The line containing "of guardsmen in" marks where to begin; quote it and every line after it through the end of the data, exactly as written.

─── Available data

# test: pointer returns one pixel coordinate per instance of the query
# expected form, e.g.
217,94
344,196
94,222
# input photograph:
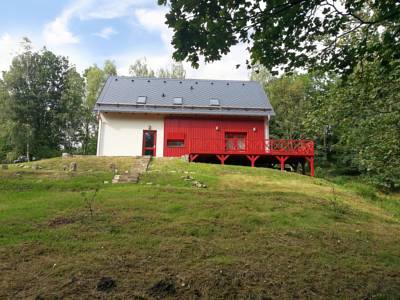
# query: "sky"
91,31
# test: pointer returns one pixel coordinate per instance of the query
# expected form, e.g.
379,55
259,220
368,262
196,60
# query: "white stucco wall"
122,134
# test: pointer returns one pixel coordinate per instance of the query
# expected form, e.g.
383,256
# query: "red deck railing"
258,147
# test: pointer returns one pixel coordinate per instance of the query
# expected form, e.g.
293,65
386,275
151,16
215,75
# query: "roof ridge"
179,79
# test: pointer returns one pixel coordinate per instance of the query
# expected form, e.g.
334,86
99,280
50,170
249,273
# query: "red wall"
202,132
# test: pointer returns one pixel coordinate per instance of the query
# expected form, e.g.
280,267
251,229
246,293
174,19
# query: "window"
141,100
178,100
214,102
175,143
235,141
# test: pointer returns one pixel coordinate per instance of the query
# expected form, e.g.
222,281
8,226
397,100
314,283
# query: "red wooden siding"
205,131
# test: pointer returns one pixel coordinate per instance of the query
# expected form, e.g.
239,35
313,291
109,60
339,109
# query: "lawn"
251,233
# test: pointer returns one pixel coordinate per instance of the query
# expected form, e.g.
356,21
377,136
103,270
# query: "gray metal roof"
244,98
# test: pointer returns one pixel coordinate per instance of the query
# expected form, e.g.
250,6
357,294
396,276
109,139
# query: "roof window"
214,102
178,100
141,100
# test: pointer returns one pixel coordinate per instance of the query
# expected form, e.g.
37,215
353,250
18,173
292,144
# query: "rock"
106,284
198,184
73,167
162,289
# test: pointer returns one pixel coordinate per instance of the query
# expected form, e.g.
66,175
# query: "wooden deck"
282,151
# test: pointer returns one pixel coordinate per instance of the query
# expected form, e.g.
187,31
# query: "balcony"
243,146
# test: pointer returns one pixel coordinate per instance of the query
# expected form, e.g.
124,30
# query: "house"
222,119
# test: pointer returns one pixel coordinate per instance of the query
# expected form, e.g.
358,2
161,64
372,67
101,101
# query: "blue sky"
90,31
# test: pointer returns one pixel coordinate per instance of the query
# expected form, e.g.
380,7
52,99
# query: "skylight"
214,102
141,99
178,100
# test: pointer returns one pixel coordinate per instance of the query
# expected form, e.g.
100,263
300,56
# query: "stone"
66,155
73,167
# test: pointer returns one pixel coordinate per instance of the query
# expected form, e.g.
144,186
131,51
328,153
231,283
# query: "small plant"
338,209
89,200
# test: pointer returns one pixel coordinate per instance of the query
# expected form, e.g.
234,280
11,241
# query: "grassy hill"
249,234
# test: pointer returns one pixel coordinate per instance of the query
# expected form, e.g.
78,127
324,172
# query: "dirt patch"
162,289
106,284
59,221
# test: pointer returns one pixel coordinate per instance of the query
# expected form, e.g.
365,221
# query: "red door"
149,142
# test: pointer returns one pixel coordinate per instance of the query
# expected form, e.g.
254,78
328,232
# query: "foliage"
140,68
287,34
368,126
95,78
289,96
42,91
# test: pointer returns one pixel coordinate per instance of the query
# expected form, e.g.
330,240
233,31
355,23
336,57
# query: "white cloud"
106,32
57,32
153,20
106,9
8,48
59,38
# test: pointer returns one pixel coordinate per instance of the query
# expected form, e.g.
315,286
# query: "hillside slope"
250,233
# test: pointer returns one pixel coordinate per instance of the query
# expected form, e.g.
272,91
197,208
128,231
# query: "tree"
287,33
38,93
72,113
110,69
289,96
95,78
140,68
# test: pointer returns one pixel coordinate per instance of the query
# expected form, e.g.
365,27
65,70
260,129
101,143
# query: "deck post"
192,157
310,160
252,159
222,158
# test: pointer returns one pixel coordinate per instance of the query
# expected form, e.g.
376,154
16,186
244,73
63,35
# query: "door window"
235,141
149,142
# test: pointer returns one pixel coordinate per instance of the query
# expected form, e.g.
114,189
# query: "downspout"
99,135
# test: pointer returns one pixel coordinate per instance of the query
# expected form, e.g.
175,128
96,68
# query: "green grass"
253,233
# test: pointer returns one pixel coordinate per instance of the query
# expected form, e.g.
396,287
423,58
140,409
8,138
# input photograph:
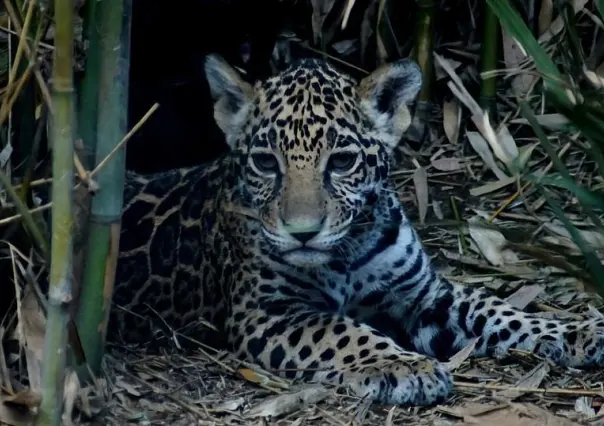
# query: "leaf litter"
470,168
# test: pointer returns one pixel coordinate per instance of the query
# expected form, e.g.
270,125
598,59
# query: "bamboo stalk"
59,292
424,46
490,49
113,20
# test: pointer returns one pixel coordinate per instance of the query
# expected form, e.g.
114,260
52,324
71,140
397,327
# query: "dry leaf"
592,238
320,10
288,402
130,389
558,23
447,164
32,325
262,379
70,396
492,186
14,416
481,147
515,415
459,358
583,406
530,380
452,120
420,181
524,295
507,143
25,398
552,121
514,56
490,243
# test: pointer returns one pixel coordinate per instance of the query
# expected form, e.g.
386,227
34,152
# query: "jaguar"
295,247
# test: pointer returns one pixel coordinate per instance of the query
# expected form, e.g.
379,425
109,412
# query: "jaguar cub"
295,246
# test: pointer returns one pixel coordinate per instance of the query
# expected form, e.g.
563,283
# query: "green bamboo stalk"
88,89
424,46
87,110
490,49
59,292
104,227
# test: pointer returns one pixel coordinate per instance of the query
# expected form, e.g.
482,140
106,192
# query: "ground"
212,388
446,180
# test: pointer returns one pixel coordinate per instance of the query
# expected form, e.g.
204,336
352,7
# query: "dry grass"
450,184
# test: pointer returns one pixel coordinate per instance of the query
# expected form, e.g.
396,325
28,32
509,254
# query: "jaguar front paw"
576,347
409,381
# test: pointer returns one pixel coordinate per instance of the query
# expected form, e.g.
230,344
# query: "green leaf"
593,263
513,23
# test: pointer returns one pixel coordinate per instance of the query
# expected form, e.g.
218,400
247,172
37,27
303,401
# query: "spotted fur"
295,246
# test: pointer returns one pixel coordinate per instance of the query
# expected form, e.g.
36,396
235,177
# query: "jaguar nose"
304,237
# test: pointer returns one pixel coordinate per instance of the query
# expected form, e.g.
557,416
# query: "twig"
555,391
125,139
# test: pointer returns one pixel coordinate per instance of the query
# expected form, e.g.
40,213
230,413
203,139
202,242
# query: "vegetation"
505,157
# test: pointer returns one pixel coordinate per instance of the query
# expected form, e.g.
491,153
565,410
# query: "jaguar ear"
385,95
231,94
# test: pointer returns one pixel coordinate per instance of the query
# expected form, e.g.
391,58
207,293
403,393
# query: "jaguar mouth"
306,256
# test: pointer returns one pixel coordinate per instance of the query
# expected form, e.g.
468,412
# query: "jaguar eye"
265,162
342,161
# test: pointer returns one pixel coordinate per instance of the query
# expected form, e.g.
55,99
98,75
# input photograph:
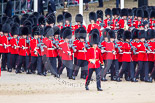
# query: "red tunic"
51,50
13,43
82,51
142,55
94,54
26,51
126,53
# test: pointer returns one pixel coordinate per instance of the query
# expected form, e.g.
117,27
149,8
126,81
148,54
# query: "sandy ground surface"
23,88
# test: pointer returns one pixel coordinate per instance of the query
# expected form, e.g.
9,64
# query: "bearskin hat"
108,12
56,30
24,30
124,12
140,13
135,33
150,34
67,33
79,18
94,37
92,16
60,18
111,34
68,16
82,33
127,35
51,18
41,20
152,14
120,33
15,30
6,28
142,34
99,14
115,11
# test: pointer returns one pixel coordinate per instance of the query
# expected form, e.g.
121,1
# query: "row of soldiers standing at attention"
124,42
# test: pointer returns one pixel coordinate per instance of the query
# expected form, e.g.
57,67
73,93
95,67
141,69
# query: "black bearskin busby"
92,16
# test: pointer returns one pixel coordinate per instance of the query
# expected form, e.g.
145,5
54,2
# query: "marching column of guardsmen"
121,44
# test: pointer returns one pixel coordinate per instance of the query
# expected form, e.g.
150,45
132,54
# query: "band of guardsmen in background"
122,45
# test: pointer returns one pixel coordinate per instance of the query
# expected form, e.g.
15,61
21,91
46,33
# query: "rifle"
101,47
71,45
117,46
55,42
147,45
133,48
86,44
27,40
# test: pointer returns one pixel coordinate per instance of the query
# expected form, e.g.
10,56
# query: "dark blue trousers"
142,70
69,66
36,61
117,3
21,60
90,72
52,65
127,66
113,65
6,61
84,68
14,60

──────

Result of this exercise >>
# query: "band of guardsmen in background"
122,45
# test: pointer returns one pixel coordinate per instance of the query
# expected form, e.g.
15,61
21,91
46,33
# query: "rifle"
101,47
71,45
117,46
55,42
147,45
133,48
86,44
27,40
# test: pointer returns one pixel coordinate per instance of the query
# expected form, e.g.
10,56
# query: "dark blue trousers"
142,70
69,66
36,61
117,3
21,60
90,72
52,65
127,66
113,65
6,61
84,68
14,60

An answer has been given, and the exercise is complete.